### Exercise aim:
Carry on the passage below about Duterte's anti-drug campaign in the Philippines, picking up after its final sentence.

### Excerpt provided:
Before I go further on this, however, let me just give you a sense of what’s happening in the Philippines, since this could very well prefigure Brazil’s future if Bolsonaro gains power, as the polls now indicate, on October 28.

Is This Your Future?

Our lovely Philippine president promised to “fatten the fish in Manila Bay” with the cadavers of criminals if he got elected.

He may not have delivered on his promises to improve the economic and social welfare of our people, like ending contractual employment or banning mining, but on this promise he has delivered: The number of the alleged drug users and dealers he’s murdered, mainly through extrajudicial execution, is between 7,000 and 20,000, the actual figure being toward the higher end.

Even if we just take the lower end, the number of those killed would place the Duterte anti-drug campaign as one of the most murderous enterprise in the recent history of Southeast Asia—with first place going to the Khmer Rouge genocide in the late 1970s, and second place going to the Indonesian military’s massacre of Communists and alleged Communists in the mid-1960s, both of which claimed hundreds of thousands of victims.

Underpinning Duterte’s anti-drug campaign is an eliminationist perspective based on the president’s view that shabu—the local term for meth—“would shrink the brain of a person, and therefore he is no longer viable for rehabilitation.” These people are the “living, walking dead,” who are “of no use to society anymore.”

(Detection examples)
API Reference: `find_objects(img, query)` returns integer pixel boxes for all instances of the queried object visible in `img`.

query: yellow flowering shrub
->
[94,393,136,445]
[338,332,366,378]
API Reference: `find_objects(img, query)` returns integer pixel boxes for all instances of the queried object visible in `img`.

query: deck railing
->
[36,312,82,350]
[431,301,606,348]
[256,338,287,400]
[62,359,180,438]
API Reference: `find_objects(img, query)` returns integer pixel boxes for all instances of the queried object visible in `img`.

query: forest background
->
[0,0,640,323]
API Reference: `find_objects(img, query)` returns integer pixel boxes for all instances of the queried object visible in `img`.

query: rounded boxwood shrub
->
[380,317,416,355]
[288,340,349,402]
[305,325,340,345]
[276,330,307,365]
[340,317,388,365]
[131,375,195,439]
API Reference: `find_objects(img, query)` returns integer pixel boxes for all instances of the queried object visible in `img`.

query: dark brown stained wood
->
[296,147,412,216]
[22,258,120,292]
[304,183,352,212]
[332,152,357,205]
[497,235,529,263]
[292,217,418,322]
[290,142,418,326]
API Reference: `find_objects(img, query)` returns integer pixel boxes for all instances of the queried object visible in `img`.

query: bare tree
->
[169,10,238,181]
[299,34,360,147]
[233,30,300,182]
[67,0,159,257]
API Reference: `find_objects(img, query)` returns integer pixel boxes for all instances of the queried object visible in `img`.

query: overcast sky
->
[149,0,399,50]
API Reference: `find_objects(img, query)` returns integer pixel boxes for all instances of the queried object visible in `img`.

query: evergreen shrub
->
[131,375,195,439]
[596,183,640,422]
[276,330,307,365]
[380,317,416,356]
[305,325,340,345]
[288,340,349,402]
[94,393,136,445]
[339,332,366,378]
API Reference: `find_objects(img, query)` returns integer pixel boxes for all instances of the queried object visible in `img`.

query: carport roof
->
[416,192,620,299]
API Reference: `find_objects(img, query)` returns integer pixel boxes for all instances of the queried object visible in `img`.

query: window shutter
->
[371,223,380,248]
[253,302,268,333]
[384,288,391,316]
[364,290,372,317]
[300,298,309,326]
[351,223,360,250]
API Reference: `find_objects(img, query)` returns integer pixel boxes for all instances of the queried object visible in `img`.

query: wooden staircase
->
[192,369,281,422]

### Result for this task:
Elsewhere, I have described Duterte’s approach as “blitzkrieg fascism,” in contrast to “creeping fascism.” In the latter, the fascist leader begins with violations of civil and political rights, followed by the lunge for absolute power, after which follows indiscriminate repression.

Duterte reverses the process. He starts with massive, indiscriminate repression—that is, the killing with impunity of thousands of alleged drug users—leaving the violation of civil liberties and the grab for total power as mopping-up operations in a political atmosphere where fear, coupled with a desire to cozy up to a strongman, has largely neutralized the opposition.

In the past 30 months, the president has removed the chief justice of the Supreme Court; achieved undisputed control of both the House of Representatives and the Senate; imprisoned his chief political opponent in the Senate and is about to imprison another; forced most of the media into self-censorship mode; gained the support of most of the rank and file of the military and the acquiescence of the high command; and put a third of the country under martial law. There’s been little outcry from the public on these moves; indeed, his popularity ratings remain quite high.

This last item, the continuing popularity of the president, leads me to the subject of what Brazil and the Philippines have in common.

One cannot explain the emergence of Duterte without taking into account the terrible disappointment with the record of the liberal democratic republic that came into existence with the ouster of Marcos in 1986.

A deadly stranglehold on the democratic process came about owing to several developments. One was the elites’ hijacking of the electoral process as a mechanism to compete among themselves while perpetuating their collective class rule over the people. Another was the combination of the absence of land reform and the imposition of Washington’s neoliberal structural adjustment policies, which produced continuing high levels of inequality and poverty.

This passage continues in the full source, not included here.